==== EXTRACTED RECORDS

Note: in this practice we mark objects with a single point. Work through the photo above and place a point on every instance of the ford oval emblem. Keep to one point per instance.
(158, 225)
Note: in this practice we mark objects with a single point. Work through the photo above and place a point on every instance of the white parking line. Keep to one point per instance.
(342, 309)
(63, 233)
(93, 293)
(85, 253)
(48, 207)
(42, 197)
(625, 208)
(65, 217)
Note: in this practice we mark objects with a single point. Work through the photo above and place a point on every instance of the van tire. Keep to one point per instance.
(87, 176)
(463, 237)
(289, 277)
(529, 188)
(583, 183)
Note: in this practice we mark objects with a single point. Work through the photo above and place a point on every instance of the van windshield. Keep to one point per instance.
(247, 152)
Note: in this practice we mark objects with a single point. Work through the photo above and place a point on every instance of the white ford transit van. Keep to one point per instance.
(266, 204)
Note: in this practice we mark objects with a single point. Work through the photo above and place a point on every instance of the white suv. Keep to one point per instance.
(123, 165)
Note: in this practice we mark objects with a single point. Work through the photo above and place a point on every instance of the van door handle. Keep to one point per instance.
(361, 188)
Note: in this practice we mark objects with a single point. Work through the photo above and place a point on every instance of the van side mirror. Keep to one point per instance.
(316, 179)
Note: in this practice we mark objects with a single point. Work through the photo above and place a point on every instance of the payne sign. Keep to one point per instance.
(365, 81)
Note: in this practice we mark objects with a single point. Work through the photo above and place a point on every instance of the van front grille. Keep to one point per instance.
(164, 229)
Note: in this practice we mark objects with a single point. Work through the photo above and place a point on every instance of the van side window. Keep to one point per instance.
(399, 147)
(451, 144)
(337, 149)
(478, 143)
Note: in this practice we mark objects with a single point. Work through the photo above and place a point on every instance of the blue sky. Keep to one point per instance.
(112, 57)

========

**PROBLEM TO WORK ON:** Convert every line of the items above into a JSON list of strings, with one string per line and blank lines omitted.

**FINAL RESULT:**
[
  "Note: in this practice we mark objects with a single point. Work through the photo above and place a point on every instance of the ford oval emblem. Keep to one point per instance.",
  "(158, 225)",
  "Note: in this practice we mark objects with a single point. Work through the photo above and place a point on every instance of the white parking line. Keep to one point per instance.",
  "(342, 309)",
  "(63, 233)",
  "(93, 293)",
  "(85, 253)",
  "(48, 207)",
  "(42, 197)",
  "(625, 208)",
  "(65, 217)",
  "Note: in this practice we mark objects with a single point. Work through the photo above and place a point on every instance of the van tire. Keep to one point per instance.",
  "(87, 176)",
  "(463, 237)",
  "(289, 277)",
  "(529, 188)",
  "(583, 183)",
  "Note: in this practice we mark objects with a single point. Work through the photo above and place a point on every instance of the van windshield. Keep to one point per instance.",
  "(247, 152)",
  "Note: in this practice we mark objects with a single point. Work through the photo above and place a point on every instance of the white ford transit van. Keep to one point per instance.",
  "(266, 204)",
  "Note: in this practice we mark objects with a single point. Work through the photo above and place a point on every instance of the white suv. Keep to one point per instance.",
  "(123, 165)",
  "Note: in this practice we mark objects with a single point. Work through the photo above and place a point on every instance of the van door handle. Keep to one point per instance.",
  "(361, 188)",
  "Note: in this practice we mark objects with a single point. Work through the photo above and place a point on every instance of the van side mirror. Keep to one point per instance.",
  "(316, 179)",
  "Note: in this practice we mark objects with a single point. Work through the photo above and place a point on every instance of the payne sign. Keep to one point per instance.",
  "(365, 81)",
  "Note: in this practice we mark objects with a single point. Work through the photo above and place a point on every instance of the van front grille. Keep to one point per instance.",
  "(164, 229)",
  "Note: in this practice we mark objects with a single point. Work through the photo above and place a point on every instance of the van side window. Keep to one point per instance.",
  "(399, 147)",
  "(451, 144)",
  "(337, 149)",
  "(478, 143)",
  "Note: in this practice we mark objects with a single point. Work through the photo above and place a point on every instance of the blue sky. Keep to one point per instance.",
  "(112, 57)"
]